**Work to complete**
How many lines of the listing below contain the word "rock", with case counting? Reply with the number only.

**Data rows**
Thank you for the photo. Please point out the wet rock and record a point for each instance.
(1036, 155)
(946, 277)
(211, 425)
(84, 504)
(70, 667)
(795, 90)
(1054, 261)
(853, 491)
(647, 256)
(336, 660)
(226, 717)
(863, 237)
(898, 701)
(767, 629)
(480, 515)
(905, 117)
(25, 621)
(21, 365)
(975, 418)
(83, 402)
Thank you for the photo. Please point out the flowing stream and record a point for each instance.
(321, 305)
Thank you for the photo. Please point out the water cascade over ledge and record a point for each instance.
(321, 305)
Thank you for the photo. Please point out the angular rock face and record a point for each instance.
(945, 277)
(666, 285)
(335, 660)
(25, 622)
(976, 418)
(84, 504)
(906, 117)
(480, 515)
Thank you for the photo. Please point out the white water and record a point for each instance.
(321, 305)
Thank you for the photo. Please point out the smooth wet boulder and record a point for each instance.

---

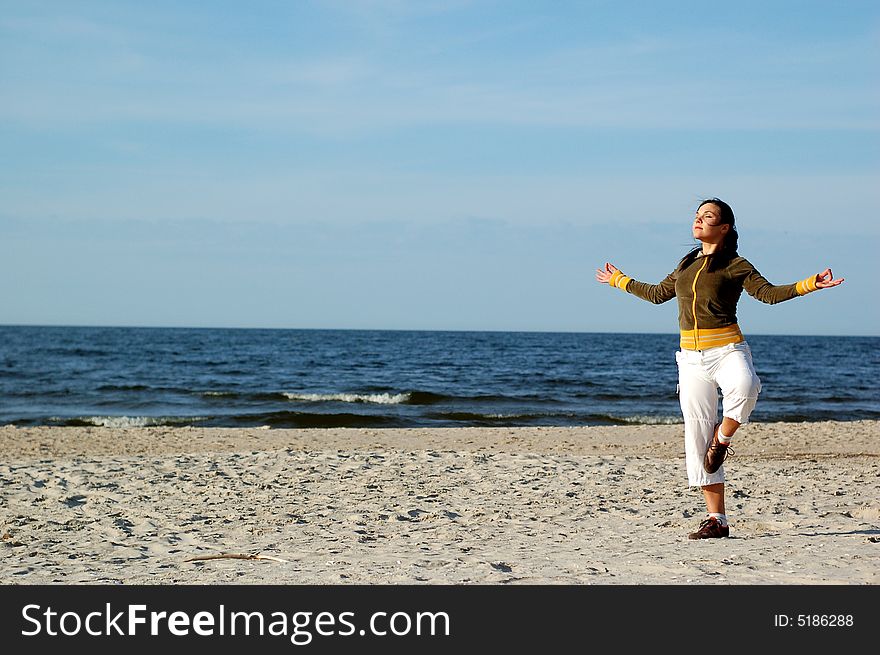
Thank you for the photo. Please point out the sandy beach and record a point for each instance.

**The completed task**
2